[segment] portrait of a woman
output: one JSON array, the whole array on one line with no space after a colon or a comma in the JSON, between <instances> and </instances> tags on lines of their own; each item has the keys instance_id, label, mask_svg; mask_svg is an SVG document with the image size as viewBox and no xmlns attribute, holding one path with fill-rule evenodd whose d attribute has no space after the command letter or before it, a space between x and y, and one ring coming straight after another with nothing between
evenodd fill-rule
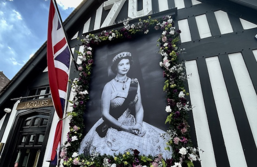
<instances>
[{"instance_id":1,"label":"portrait of a woman","mask_svg":"<svg viewBox=\"0 0 257 167\"><path fill-rule=\"evenodd\" d=\"M128 52L112 59L111 69L116 75L102 92L102 117L84 137L79 154L113 155L137 149L142 155L161 153L163 157L171 157L172 152L164 149L166 141L160 136L164 132L143 121L139 83L136 78L127 76L133 62Z\"/></svg>"}]
</instances>

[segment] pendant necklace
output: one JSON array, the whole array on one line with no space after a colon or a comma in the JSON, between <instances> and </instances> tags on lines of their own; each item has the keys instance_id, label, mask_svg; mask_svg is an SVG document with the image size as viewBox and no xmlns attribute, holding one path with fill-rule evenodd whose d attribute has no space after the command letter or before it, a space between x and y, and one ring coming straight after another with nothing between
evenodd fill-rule
<instances>
[{"instance_id":1,"label":"pendant necklace","mask_svg":"<svg viewBox=\"0 0 257 167\"><path fill-rule=\"evenodd\" d=\"M126 79L124 81L121 82L121 81L119 81L118 80L117 80L117 79L115 79L115 78L114 78L114 80L115 81L116 81L117 82L118 82L119 83L120 83L121 84L123 84L123 85L122 86L122 90L124 90L124 89L126 89L127 88L127 86L126 86L126 84L125 84L125 83L126 83L126 82L128 80L128 77L127 77L127 79Z\"/></svg>"}]
</instances>

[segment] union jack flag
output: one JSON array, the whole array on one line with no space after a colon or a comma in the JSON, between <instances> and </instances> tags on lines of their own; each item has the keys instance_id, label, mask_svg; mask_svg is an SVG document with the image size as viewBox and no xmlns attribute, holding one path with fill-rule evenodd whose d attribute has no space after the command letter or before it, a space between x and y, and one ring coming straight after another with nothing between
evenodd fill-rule
<instances>
[{"instance_id":1,"label":"union jack flag","mask_svg":"<svg viewBox=\"0 0 257 167\"><path fill-rule=\"evenodd\" d=\"M62 119L67 97L71 54L63 27L55 7L55 3L53 1L51 0L50 3L47 33L48 78L54 108L59 118ZM52 143L52 148L49 150L50 151L51 149L50 159L49 156L47 160L55 165L59 157L62 128L63 121L59 119Z\"/></svg>"}]
</instances>

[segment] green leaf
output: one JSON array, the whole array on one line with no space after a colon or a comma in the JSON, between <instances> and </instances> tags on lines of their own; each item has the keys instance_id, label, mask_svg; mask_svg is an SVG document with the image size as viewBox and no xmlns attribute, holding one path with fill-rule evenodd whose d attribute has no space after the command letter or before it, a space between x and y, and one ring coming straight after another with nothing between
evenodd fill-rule
<instances>
[{"instance_id":1,"label":"green leaf","mask_svg":"<svg viewBox=\"0 0 257 167\"><path fill-rule=\"evenodd\" d=\"M186 164L187 165L187 167L194 167L194 164L191 162L191 161L187 161L186 162Z\"/></svg>"}]
</instances>

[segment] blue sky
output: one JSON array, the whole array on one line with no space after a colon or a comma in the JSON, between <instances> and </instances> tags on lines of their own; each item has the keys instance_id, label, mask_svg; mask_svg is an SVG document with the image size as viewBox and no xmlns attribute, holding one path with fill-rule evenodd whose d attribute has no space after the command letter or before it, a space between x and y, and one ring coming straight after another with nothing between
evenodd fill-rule
<instances>
[{"instance_id":1,"label":"blue sky","mask_svg":"<svg viewBox=\"0 0 257 167\"><path fill-rule=\"evenodd\" d=\"M82 0L56 0L64 21ZM0 71L10 79L46 40L50 0L0 0Z\"/></svg>"}]
</instances>

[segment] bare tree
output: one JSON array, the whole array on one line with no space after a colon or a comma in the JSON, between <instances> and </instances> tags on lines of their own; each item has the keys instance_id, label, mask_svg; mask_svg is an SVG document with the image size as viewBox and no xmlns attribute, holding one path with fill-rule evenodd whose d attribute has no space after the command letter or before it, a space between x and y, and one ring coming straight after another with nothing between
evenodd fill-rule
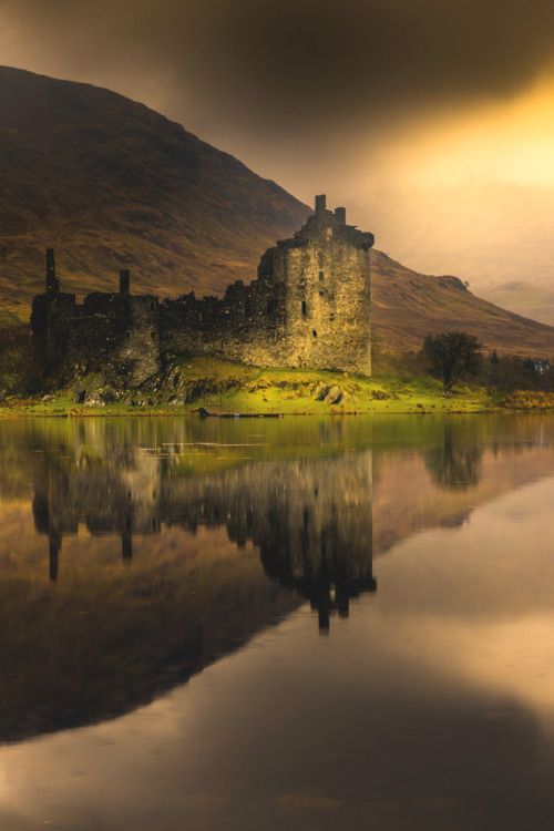
<instances>
[{"instance_id":1,"label":"bare tree","mask_svg":"<svg viewBox=\"0 0 554 831\"><path fill-rule=\"evenodd\" d=\"M443 396L448 397L463 375L474 375L481 361L480 345L474 335L464 331L444 331L428 335L423 352L430 370L442 381Z\"/></svg>"}]
</instances>

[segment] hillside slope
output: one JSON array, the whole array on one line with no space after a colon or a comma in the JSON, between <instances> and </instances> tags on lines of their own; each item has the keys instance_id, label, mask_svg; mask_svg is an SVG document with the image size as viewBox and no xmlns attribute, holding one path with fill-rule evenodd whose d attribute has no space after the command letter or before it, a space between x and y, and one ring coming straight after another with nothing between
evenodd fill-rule
<instances>
[{"instance_id":1,"label":"hillside slope","mask_svg":"<svg viewBox=\"0 0 554 831\"><path fill-rule=\"evenodd\" d=\"M27 314L54 247L65 290L179 295L255 276L309 208L142 104L0 68L0 304Z\"/></svg>"},{"instance_id":2,"label":"hillside slope","mask_svg":"<svg viewBox=\"0 0 554 831\"><path fill-rule=\"evenodd\" d=\"M480 289L479 296L517 315L554 326L554 291L538 285L526 280L510 280L489 289Z\"/></svg>"},{"instance_id":3,"label":"hillside slope","mask_svg":"<svg viewBox=\"0 0 554 831\"><path fill-rule=\"evenodd\" d=\"M0 309L28 319L54 247L62 288L160 297L249 283L265 249L310 209L233 156L142 104L0 66ZM324 189L324 188L322 188ZM371 228L367 228L371 230ZM372 255L373 324L389 348L464 329L488 349L554 355L554 329Z\"/></svg>"},{"instance_id":4,"label":"hillside slope","mask_svg":"<svg viewBox=\"0 0 554 831\"><path fill-rule=\"evenodd\" d=\"M475 297L456 277L418 274L381 252L371 261L373 329L389 348L420 349L429 332L456 329L485 350L554 355L554 328Z\"/></svg>"}]
</instances>

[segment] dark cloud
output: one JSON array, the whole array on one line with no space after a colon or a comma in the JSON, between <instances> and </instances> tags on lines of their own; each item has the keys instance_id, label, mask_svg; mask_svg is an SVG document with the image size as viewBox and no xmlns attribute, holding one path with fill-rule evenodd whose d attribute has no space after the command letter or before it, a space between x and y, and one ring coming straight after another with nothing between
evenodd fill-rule
<instances>
[{"instance_id":1,"label":"dark cloud","mask_svg":"<svg viewBox=\"0 0 554 831\"><path fill-rule=\"evenodd\" d=\"M165 72L198 113L258 135L315 137L509 96L554 58L551 0L0 0L2 10L69 78L113 69L140 84Z\"/></svg>"}]
</instances>

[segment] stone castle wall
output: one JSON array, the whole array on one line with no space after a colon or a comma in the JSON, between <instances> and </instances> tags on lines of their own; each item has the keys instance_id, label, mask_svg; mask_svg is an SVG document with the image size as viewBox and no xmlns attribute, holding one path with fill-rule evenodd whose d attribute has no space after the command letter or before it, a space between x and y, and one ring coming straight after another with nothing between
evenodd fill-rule
<instances>
[{"instance_id":1,"label":"stone castle wall","mask_svg":"<svg viewBox=\"0 0 554 831\"><path fill-rule=\"evenodd\" d=\"M256 280L233 284L222 299L192 293L162 304L130 295L129 271L119 293L76 304L60 293L50 250L47 291L33 301L35 349L45 372L68 361L81 372L112 369L127 384L179 352L370 375L372 245L371 234L346 224L343 208L328 211L318 196L295 237L264 254Z\"/></svg>"}]
</instances>

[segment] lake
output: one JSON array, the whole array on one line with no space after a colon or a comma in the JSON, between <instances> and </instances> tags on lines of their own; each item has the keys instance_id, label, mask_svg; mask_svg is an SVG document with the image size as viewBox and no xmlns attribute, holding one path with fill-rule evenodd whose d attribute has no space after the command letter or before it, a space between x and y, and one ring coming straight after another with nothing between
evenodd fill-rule
<instances>
[{"instance_id":1,"label":"lake","mask_svg":"<svg viewBox=\"0 0 554 831\"><path fill-rule=\"evenodd\" d=\"M0 422L0 828L554 825L554 417Z\"/></svg>"}]
</instances>

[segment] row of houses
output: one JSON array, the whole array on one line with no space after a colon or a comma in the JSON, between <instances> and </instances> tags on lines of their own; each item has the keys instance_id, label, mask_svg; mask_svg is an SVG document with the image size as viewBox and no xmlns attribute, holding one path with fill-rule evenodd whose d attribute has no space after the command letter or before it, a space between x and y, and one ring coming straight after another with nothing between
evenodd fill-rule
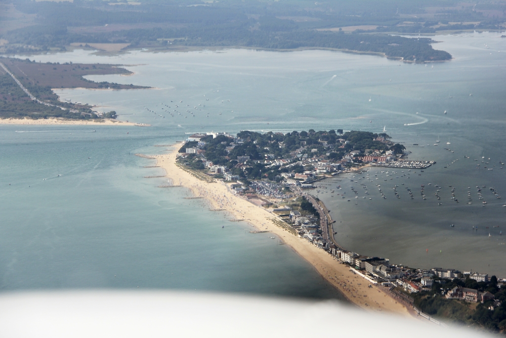
<instances>
[{"instance_id":1,"label":"row of houses","mask_svg":"<svg viewBox=\"0 0 506 338\"><path fill-rule=\"evenodd\" d=\"M488 291L480 292L478 290L460 286L454 287L446 293L445 296L449 299L460 299L471 303L480 302L482 303L492 301L494 298L494 295Z\"/></svg>"}]
</instances>

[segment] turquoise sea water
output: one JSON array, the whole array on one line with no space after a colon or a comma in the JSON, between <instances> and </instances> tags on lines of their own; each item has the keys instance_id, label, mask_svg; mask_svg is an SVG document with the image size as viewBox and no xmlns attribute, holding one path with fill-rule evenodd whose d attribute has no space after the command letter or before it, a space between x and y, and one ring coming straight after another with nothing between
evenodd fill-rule
<instances>
[{"instance_id":1,"label":"turquoise sea water","mask_svg":"<svg viewBox=\"0 0 506 338\"><path fill-rule=\"evenodd\" d=\"M276 240L249 234L248 226L208 211L201 201L184 199L184 189L157 188L164 179L143 178L162 173L142 168L153 161L133 154L162 152L153 146L200 131L379 132L384 126L412 152L409 158L438 163L423 173L410 173L409 179L384 173L373 180L377 182L367 181L367 199L362 198L359 177L333 179L328 184L341 185L347 194L352 193L350 185L362 189L356 204L330 193L319 195L338 220L338 241L395 263L506 277L506 248L498 234L506 231L501 206L506 201L492 200L488 190L493 186L506 199L506 174L497 166L506 160L506 39L500 35L436 36L442 42L435 47L455 58L433 67L325 51L136 51L103 56L76 50L30 57L43 62L128 65L135 72L130 77L87 78L155 88L56 92L62 99L115 110L121 120L152 127L0 126L0 287L139 286L339 297ZM165 105L174 117L161 109L169 109ZM440 144L434 146L438 135ZM453 153L443 149L448 138ZM413 143L424 146L408 146ZM473 160L482 156L490 158L493 171L476 169ZM388 195L395 184L404 187L402 182L412 189L414 200L404 198L401 188L400 200ZM429 182L446 189L442 206ZM375 184L385 186L387 200L380 198ZM421 199L421 184L427 200ZM460 203L450 200L448 185L456 187ZM487 187L482 192L486 207L479 205L479 185ZM472 205L467 204L468 186ZM475 226L477 233L470 230Z\"/></svg>"}]
</instances>

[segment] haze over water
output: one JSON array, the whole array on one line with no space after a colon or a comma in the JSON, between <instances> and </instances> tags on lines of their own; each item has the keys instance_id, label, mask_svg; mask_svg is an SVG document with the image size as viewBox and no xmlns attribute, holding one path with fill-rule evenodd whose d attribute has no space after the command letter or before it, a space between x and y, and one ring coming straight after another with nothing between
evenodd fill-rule
<instances>
[{"instance_id":1,"label":"haze over water","mask_svg":"<svg viewBox=\"0 0 506 338\"><path fill-rule=\"evenodd\" d=\"M381 132L385 126L393 140L412 152L409 159L437 164L409 175L407 170L373 168L373 182L364 182L364 173L353 182L347 175L328 182L342 187L334 194L319 194L337 220L338 242L393 263L506 277L505 241L499 235L506 231L506 170L499 165L506 160L506 39L500 35L436 36L443 42L435 48L455 59L433 67L325 51L136 51L103 56L76 50L30 57L43 62L135 65L126 67L135 72L131 77L87 78L155 89L56 92L62 100L103 105L99 110L115 110L121 120L153 126L0 126L1 287L140 286L339 296L277 240L250 234L247 224L208 211L201 201L183 199L184 190L156 187L164 179L143 178L162 173L142 168L153 161L133 154L159 153L163 148L153 145L201 131ZM435 146L438 135L441 142ZM424 146L410 146L413 143ZM493 171L483 168L488 165L481 163L482 157ZM398 174L374 176L382 170ZM370 194L366 199L362 183ZM441 200L429 183L442 187ZM376 184L386 200L380 198ZM396 184L400 199L392 191ZM426 200L420 195L421 184ZM450 200L449 185L455 187L459 203ZM485 207L477 185L486 186L482 192ZM359 198L349 202L337 194L351 196L350 186ZM502 199L495 199L490 186ZM468 191L472 204L467 204ZM477 232L473 226L479 227Z\"/></svg>"}]
</instances>

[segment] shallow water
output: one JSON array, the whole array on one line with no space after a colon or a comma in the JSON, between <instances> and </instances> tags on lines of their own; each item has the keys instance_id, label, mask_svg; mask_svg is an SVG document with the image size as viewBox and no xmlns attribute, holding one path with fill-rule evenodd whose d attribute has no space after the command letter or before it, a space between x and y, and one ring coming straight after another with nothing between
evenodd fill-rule
<instances>
[{"instance_id":1,"label":"shallow water","mask_svg":"<svg viewBox=\"0 0 506 338\"><path fill-rule=\"evenodd\" d=\"M99 110L116 110L122 120L153 126L0 126L1 287L139 286L339 297L276 240L249 234L247 224L207 211L201 201L182 199L188 193L184 189L157 188L164 179L143 178L162 173L142 168L153 161L133 155L162 152L152 146L181 140L187 133L244 129L380 132L386 126L394 140L412 152L409 158L437 164L423 173L412 171L409 178L384 173L373 180L378 183L366 182L372 199L362 199L360 188L356 205L320 195L338 220L338 241L394 263L504 276L504 241L498 234L502 228L492 227L503 227L506 208L488 190L492 185L506 198L504 171L497 166L506 159L501 50L506 50L506 42L500 35L437 36L443 42L435 47L455 59L433 67L325 51L98 56L77 50L34 57L42 62L135 65L126 67L135 73L131 77L87 78L155 88L56 92L62 99L96 104ZM441 142L434 146L438 135ZM443 149L448 138L453 153ZM476 169L473 160L482 156L491 158L493 171ZM352 182L348 176L328 184L352 193L350 186L358 189L362 180ZM430 182L443 187L441 206ZM386 200L375 183L385 186ZM414 199L407 198L403 187L398 187L401 199L394 199L391 191L396 184L408 185ZM421 184L427 200L421 199ZM450 200L448 185L455 187L460 203ZM479 205L479 185L487 186L486 207ZM468 186L472 205L467 204ZM475 226L478 232L470 229Z\"/></svg>"}]
</instances>

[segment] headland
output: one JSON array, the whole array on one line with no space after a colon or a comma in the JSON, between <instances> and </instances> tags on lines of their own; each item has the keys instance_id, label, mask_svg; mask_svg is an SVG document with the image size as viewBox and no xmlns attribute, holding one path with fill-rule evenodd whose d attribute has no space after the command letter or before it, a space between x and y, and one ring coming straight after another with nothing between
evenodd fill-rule
<instances>
[{"instance_id":1,"label":"headland","mask_svg":"<svg viewBox=\"0 0 506 338\"><path fill-rule=\"evenodd\" d=\"M120 121L113 119L97 119L94 120L74 120L58 118L47 119L0 119L0 124L14 125L62 125L84 126L138 126L147 127L149 125Z\"/></svg>"},{"instance_id":2,"label":"headland","mask_svg":"<svg viewBox=\"0 0 506 338\"><path fill-rule=\"evenodd\" d=\"M341 130L285 134L243 131L236 136L210 133L192 135L170 154L147 158L156 159L156 166L170 178L171 184L160 187L189 188L194 196L189 198L205 199L210 210L249 223L256 228L251 233L272 233L359 307L411 314L444 325L432 317L435 306L439 317L488 328L475 317L501 306L506 288L495 276L413 268L347 250L334 238L329 210L305 190L364 165L418 169L435 163L403 159L403 146L389 139L384 134ZM448 311L457 314L445 314Z\"/></svg>"},{"instance_id":3,"label":"headland","mask_svg":"<svg viewBox=\"0 0 506 338\"><path fill-rule=\"evenodd\" d=\"M388 289L370 286L350 267L341 264L328 252L294 235L288 227L283 227L286 223L279 216L233 192L231 184L213 179L202 179L198 178L198 173L179 165L177 162L179 148L177 146L167 154L153 156L156 159L156 166L165 170L174 185L189 189L194 197L203 198L208 201L212 209L228 212L232 220L246 221L255 227L257 231L272 233L314 267L322 277L358 307L371 311L409 315L408 308L400 300L390 297Z\"/></svg>"}]
</instances>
====
EXERCISE PROMPT — Copy the records without changes, beginning with the line that contains "[segment] row of houses" and continuing through the line that contains "291L480 292L478 290L460". Don't include the pictures.

OUTPUT FOR THIS TASK —
[segment] row of houses
output: one JSON array, the whole array on one line with no space after a colon or a comma in the JSON, between <instances> and </instances> tags on lines of their own; each item has the keys instance_id, label, mask_svg; mask_svg is an SVG document with the image size as viewBox and no xmlns attribute, holding one path with fill-rule evenodd whose d attribute has no space after the command letter or before it, a space between x and y, and one ring coming straight after another with nothing between
evenodd fill-rule
<instances>
[{"instance_id":1,"label":"row of houses","mask_svg":"<svg viewBox=\"0 0 506 338\"><path fill-rule=\"evenodd\" d=\"M488 291L480 292L478 290L460 286L454 287L446 293L445 296L449 299L460 299L471 303L480 302L482 303L492 301L494 298L494 295Z\"/></svg>"}]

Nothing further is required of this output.